WHAT THE EXERCISE ASKS -
Select each line in the records that contains the string "path" and copy it out in full. Case counts.

RECORDED DATA -
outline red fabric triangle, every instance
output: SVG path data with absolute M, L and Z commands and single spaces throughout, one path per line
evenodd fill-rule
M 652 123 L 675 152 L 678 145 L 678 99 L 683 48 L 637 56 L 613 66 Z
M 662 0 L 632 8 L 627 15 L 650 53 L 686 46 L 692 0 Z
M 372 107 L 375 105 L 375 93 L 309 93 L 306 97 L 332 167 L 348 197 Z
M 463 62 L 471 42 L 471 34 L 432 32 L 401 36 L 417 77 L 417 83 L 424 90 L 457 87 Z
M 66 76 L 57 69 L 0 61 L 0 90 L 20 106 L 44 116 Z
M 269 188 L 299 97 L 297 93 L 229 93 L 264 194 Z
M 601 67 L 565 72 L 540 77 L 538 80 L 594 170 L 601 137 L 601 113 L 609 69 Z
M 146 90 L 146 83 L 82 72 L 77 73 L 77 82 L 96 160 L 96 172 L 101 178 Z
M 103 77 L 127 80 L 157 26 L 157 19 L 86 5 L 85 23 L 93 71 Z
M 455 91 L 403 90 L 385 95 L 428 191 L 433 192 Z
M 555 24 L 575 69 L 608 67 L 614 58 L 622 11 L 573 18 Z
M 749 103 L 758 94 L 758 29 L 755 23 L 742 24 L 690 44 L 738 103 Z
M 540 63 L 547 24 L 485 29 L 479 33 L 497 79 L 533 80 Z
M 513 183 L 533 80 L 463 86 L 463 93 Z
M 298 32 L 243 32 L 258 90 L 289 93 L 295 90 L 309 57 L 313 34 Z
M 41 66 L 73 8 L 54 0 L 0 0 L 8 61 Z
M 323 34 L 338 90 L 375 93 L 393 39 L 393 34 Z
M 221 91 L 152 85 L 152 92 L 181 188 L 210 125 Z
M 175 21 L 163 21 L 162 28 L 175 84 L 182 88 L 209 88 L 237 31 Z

FINISHED EXERCISE -
output: SVG path data with absolute M, L and Z commands and single spaces throughout, one path per line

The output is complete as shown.